DIRECTIONS FOR THIS TASK. Which lines run from the one containing "Please put a marker on the power" through the last line of the records? Copy them exactly, leaving pictures out.

DATA FOR THIS TASK.
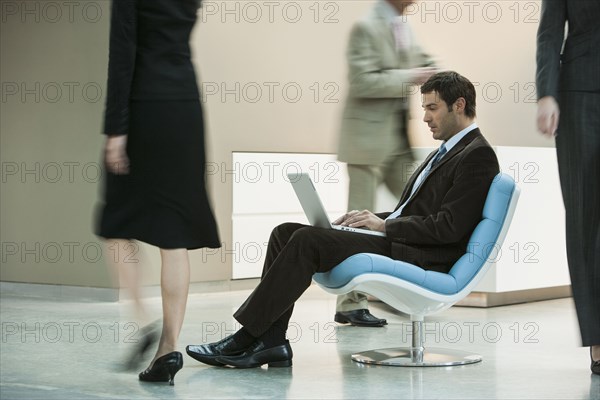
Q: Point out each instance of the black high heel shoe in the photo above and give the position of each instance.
(164, 369)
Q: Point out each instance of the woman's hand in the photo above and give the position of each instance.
(547, 115)
(115, 155)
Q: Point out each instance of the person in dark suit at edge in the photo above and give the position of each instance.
(568, 90)
(438, 210)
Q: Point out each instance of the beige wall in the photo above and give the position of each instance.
(252, 58)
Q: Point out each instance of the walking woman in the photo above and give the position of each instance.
(154, 154)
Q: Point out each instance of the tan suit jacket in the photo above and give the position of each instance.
(380, 81)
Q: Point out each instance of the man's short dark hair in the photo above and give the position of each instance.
(450, 86)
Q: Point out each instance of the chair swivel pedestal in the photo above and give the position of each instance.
(421, 293)
(417, 355)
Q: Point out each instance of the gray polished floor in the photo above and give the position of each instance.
(68, 350)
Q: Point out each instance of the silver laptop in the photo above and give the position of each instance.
(313, 208)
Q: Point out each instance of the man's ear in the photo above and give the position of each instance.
(460, 104)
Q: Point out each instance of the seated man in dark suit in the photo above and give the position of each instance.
(430, 227)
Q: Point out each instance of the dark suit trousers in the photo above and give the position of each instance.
(296, 252)
(578, 149)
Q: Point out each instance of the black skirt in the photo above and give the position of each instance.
(163, 199)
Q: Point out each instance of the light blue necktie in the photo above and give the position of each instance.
(436, 159)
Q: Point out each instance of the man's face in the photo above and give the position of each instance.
(442, 123)
(400, 5)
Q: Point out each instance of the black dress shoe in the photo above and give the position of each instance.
(595, 367)
(258, 354)
(164, 369)
(360, 317)
(208, 353)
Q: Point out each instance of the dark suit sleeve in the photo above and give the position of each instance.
(550, 38)
(461, 207)
(121, 64)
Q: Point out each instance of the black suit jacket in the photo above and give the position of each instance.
(436, 223)
(578, 67)
(149, 56)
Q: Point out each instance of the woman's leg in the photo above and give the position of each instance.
(122, 255)
(174, 283)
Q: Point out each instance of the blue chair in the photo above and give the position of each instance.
(420, 293)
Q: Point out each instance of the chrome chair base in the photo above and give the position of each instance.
(416, 357)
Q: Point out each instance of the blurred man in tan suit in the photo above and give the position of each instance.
(385, 64)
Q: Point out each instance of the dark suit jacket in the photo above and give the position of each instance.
(578, 67)
(149, 56)
(436, 223)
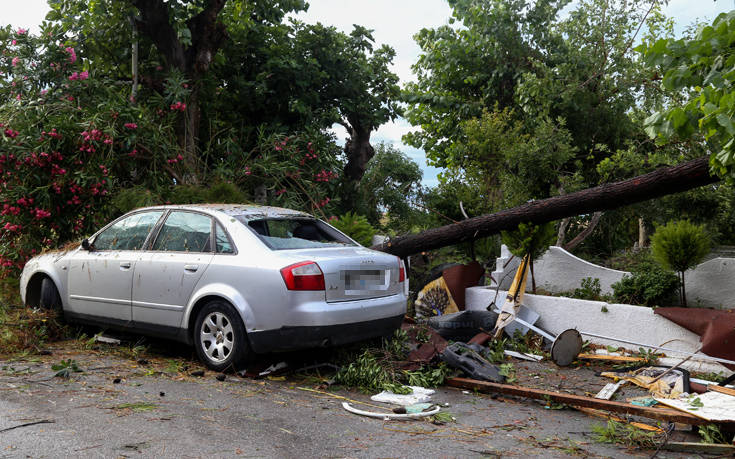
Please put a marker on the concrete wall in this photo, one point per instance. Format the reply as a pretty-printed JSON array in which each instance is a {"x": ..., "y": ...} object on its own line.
[
  {"x": 710, "y": 284},
  {"x": 556, "y": 271},
  {"x": 623, "y": 321}
]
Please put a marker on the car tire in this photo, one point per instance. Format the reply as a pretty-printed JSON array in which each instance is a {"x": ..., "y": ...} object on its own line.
[
  {"x": 50, "y": 298},
  {"x": 220, "y": 338}
]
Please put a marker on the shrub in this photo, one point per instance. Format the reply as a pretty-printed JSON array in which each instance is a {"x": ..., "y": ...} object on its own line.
[
  {"x": 590, "y": 290},
  {"x": 355, "y": 226},
  {"x": 531, "y": 240},
  {"x": 648, "y": 284},
  {"x": 679, "y": 246}
]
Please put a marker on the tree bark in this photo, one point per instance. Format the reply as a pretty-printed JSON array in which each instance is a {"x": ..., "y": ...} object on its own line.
[
  {"x": 562, "y": 233},
  {"x": 207, "y": 36},
  {"x": 658, "y": 183},
  {"x": 571, "y": 245},
  {"x": 358, "y": 150}
]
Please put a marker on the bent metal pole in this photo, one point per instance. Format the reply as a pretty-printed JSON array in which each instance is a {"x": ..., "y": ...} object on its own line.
[{"x": 691, "y": 354}]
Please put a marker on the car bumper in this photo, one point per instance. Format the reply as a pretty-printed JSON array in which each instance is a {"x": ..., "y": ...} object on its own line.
[{"x": 291, "y": 338}]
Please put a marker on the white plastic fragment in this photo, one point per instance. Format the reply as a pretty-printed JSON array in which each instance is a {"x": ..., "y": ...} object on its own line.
[
  {"x": 389, "y": 416},
  {"x": 419, "y": 395}
]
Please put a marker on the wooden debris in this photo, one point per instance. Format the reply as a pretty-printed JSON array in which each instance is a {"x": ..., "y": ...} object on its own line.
[
  {"x": 610, "y": 358},
  {"x": 702, "y": 448},
  {"x": 722, "y": 390},
  {"x": 609, "y": 390},
  {"x": 662, "y": 414}
]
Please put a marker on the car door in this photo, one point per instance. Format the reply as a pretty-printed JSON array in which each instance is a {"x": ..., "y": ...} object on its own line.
[
  {"x": 167, "y": 273},
  {"x": 101, "y": 279}
]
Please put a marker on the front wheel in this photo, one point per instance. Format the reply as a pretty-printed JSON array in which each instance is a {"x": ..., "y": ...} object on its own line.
[
  {"x": 50, "y": 298},
  {"x": 220, "y": 338}
]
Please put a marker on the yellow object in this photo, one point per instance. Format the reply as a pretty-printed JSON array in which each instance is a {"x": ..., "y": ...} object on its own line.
[
  {"x": 435, "y": 299},
  {"x": 514, "y": 298}
]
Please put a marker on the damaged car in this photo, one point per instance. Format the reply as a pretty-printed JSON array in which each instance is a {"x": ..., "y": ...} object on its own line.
[{"x": 231, "y": 280}]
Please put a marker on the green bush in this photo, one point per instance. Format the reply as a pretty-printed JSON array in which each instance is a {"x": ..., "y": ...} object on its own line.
[
  {"x": 648, "y": 284},
  {"x": 679, "y": 246},
  {"x": 355, "y": 226},
  {"x": 590, "y": 290}
]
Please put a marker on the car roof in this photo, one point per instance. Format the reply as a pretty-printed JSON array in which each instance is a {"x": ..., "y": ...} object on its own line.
[{"x": 249, "y": 211}]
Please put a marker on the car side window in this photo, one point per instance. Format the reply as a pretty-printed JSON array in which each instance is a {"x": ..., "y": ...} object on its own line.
[
  {"x": 222, "y": 241},
  {"x": 185, "y": 232},
  {"x": 129, "y": 233}
]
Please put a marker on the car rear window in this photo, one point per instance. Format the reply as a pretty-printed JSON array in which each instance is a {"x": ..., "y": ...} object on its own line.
[{"x": 295, "y": 233}]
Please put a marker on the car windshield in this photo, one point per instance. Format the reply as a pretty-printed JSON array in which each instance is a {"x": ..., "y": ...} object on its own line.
[{"x": 295, "y": 233}]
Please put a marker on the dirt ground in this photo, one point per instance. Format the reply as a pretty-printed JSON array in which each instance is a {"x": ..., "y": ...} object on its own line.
[{"x": 131, "y": 400}]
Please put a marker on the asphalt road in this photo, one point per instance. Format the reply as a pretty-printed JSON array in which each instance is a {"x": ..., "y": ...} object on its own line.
[{"x": 157, "y": 409}]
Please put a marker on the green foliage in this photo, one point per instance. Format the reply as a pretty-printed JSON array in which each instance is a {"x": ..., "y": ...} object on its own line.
[
  {"x": 625, "y": 434},
  {"x": 700, "y": 67},
  {"x": 366, "y": 373},
  {"x": 712, "y": 434},
  {"x": 355, "y": 226},
  {"x": 389, "y": 187},
  {"x": 428, "y": 376},
  {"x": 680, "y": 245},
  {"x": 529, "y": 239},
  {"x": 648, "y": 284},
  {"x": 65, "y": 368}
]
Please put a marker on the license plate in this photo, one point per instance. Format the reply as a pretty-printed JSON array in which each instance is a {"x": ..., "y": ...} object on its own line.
[{"x": 366, "y": 280}]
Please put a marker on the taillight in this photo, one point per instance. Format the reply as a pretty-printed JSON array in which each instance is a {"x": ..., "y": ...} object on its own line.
[{"x": 303, "y": 276}]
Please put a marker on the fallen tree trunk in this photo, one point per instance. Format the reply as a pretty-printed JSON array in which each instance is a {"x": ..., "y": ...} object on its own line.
[{"x": 668, "y": 180}]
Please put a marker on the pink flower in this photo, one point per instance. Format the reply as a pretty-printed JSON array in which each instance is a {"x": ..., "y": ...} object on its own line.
[{"x": 72, "y": 54}]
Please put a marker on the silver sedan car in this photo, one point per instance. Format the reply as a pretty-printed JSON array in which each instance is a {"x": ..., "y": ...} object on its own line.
[{"x": 232, "y": 280}]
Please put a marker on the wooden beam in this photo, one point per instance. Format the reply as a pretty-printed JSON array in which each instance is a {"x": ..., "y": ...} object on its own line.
[
  {"x": 720, "y": 389},
  {"x": 660, "y": 182},
  {"x": 661, "y": 414}
]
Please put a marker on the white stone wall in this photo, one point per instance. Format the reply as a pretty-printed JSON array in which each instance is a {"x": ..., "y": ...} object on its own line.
[
  {"x": 710, "y": 284},
  {"x": 622, "y": 321},
  {"x": 556, "y": 271}
]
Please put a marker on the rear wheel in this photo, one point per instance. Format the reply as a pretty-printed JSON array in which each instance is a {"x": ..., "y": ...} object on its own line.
[
  {"x": 50, "y": 298},
  {"x": 220, "y": 338}
]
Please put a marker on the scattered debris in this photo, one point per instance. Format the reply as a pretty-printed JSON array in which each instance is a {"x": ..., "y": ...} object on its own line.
[
  {"x": 42, "y": 421},
  {"x": 662, "y": 414},
  {"x": 388, "y": 416},
  {"x": 107, "y": 339},
  {"x": 711, "y": 406},
  {"x": 418, "y": 395},
  {"x": 463, "y": 357},
  {"x": 609, "y": 390},
  {"x": 524, "y": 356},
  {"x": 660, "y": 381}
]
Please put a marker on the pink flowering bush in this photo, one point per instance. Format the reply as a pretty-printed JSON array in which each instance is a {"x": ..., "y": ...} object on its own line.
[{"x": 68, "y": 143}]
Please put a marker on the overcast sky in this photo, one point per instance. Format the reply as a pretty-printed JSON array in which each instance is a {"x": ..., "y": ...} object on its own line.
[{"x": 394, "y": 22}]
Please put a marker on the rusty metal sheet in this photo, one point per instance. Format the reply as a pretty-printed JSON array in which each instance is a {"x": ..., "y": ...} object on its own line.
[
  {"x": 715, "y": 328},
  {"x": 458, "y": 278}
]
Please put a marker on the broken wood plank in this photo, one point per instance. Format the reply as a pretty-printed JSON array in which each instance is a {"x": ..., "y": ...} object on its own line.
[
  {"x": 702, "y": 448},
  {"x": 661, "y": 414},
  {"x": 610, "y": 358},
  {"x": 722, "y": 390},
  {"x": 609, "y": 390}
]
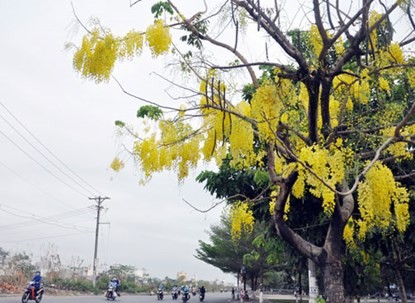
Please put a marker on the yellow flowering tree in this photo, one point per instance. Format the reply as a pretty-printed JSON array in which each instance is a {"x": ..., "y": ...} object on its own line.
[{"x": 331, "y": 121}]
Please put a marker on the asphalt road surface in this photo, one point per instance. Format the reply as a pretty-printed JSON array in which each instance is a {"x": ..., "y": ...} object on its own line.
[{"x": 210, "y": 298}]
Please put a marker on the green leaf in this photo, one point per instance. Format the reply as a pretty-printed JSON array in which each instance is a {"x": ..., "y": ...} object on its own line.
[
  {"x": 150, "y": 111},
  {"x": 119, "y": 123}
]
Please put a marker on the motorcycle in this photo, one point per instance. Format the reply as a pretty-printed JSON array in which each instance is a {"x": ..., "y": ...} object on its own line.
[
  {"x": 160, "y": 294},
  {"x": 110, "y": 293},
  {"x": 186, "y": 296},
  {"x": 31, "y": 293},
  {"x": 174, "y": 294}
]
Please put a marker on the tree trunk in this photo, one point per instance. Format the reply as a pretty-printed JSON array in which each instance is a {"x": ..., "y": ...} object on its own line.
[{"x": 333, "y": 282}]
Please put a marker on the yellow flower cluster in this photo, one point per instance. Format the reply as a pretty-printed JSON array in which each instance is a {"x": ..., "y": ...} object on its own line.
[
  {"x": 348, "y": 233},
  {"x": 242, "y": 220},
  {"x": 394, "y": 54},
  {"x": 399, "y": 149},
  {"x": 242, "y": 137},
  {"x": 376, "y": 195},
  {"x": 373, "y": 18},
  {"x": 329, "y": 165},
  {"x": 176, "y": 149},
  {"x": 132, "y": 46},
  {"x": 266, "y": 108},
  {"x": 96, "y": 57},
  {"x": 316, "y": 40},
  {"x": 158, "y": 37},
  {"x": 117, "y": 164}
]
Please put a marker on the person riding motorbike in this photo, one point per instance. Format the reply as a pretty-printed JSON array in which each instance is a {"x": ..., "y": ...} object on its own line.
[
  {"x": 37, "y": 280},
  {"x": 115, "y": 285},
  {"x": 202, "y": 292},
  {"x": 186, "y": 294}
]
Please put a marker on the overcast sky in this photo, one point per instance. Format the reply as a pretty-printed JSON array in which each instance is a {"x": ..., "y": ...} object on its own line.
[{"x": 54, "y": 124}]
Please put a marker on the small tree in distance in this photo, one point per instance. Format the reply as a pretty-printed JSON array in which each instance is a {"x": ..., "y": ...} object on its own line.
[{"x": 329, "y": 116}]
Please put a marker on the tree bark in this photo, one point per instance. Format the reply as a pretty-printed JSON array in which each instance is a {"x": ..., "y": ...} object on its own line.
[{"x": 333, "y": 281}]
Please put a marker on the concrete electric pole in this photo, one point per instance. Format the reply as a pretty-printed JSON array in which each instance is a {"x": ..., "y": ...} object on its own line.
[{"x": 99, "y": 201}]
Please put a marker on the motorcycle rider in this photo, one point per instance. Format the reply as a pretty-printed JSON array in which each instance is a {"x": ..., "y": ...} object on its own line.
[
  {"x": 186, "y": 290},
  {"x": 202, "y": 292},
  {"x": 115, "y": 284},
  {"x": 37, "y": 280}
]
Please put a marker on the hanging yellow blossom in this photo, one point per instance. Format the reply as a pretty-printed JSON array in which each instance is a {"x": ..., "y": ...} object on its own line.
[
  {"x": 411, "y": 77},
  {"x": 132, "y": 44},
  {"x": 384, "y": 84},
  {"x": 96, "y": 57},
  {"x": 373, "y": 18},
  {"x": 398, "y": 149},
  {"x": 241, "y": 138},
  {"x": 242, "y": 220},
  {"x": 377, "y": 194},
  {"x": 316, "y": 40},
  {"x": 348, "y": 233},
  {"x": 339, "y": 46},
  {"x": 117, "y": 164},
  {"x": 158, "y": 37},
  {"x": 266, "y": 108},
  {"x": 394, "y": 54}
]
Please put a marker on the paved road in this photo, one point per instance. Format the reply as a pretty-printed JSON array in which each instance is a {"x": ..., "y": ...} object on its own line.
[{"x": 210, "y": 298}]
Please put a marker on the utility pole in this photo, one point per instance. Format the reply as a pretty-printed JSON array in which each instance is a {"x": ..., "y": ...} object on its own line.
[{"x": 99, "y": 201}]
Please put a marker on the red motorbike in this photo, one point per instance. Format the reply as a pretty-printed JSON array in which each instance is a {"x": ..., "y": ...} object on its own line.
[{"x": 33, "y": 293}]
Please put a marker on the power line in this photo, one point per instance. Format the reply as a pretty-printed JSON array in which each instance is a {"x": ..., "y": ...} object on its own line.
[
  {"x": 41, "y": 165},
  {"x": 99, "y": 201},
  {"x": 49, "y": 151},
  {"x": 49, "y": 237},
  {"x": 42, "y": 220},
  {"x": 35, "y": 186},
  {"x": 31, "y": 221}
]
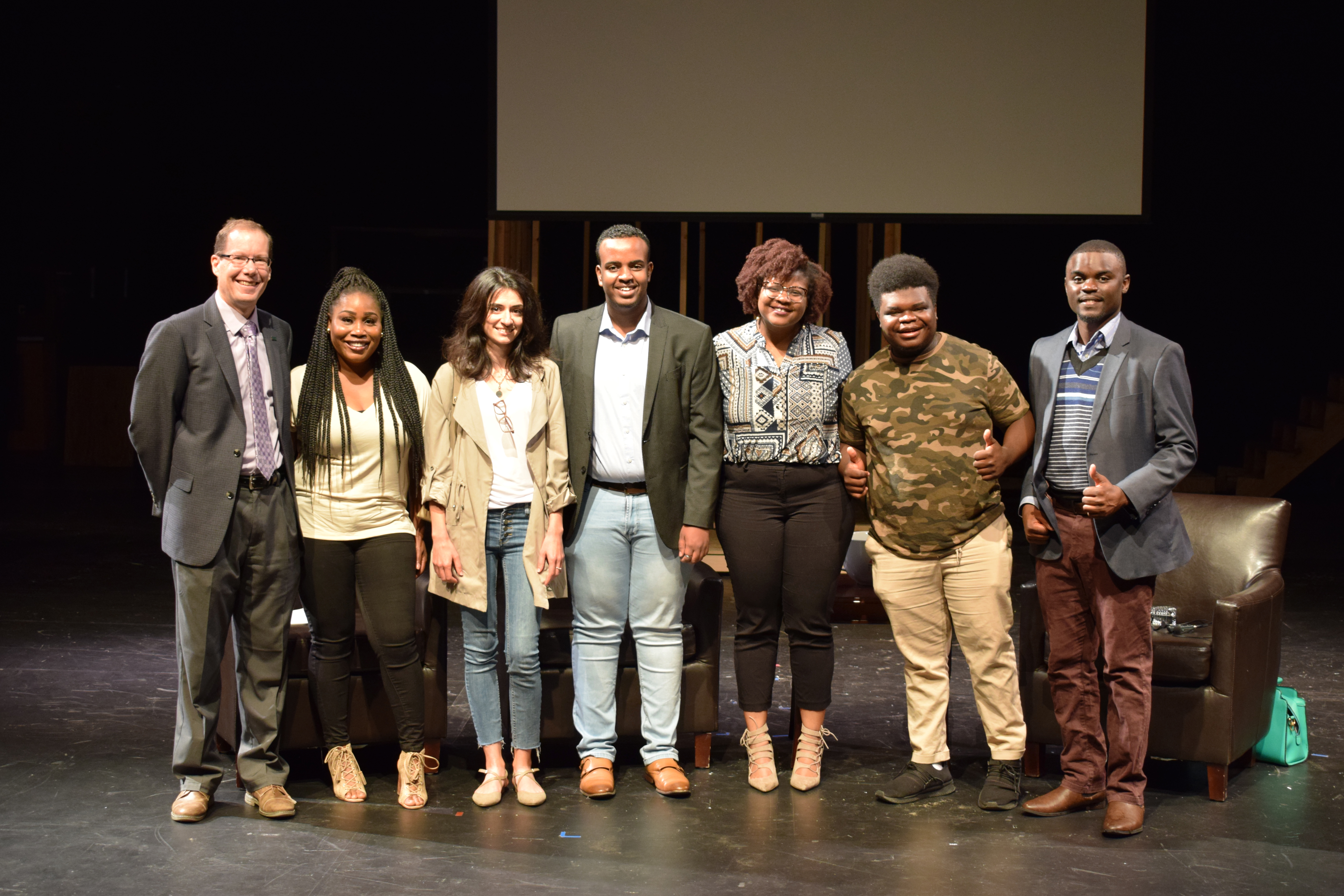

RESPONSE TO THIS EXERCISE.
Please put a marker on the power line in this photo, one point per instance. Format the reply as a pretty-printed JSON array in which each instance is a {"x": ..., "y": ...} object on its own line.
[
  {"x": 41, "y": 165},
  {"x": 99, "y": 201},
  {"x": 49, "y": 151},
  {"x": 49, "y": 237},
  {"x": 42, "y": 220},
  {"x": 35, "y": 186},
  {"x": 31, "y": 221}
]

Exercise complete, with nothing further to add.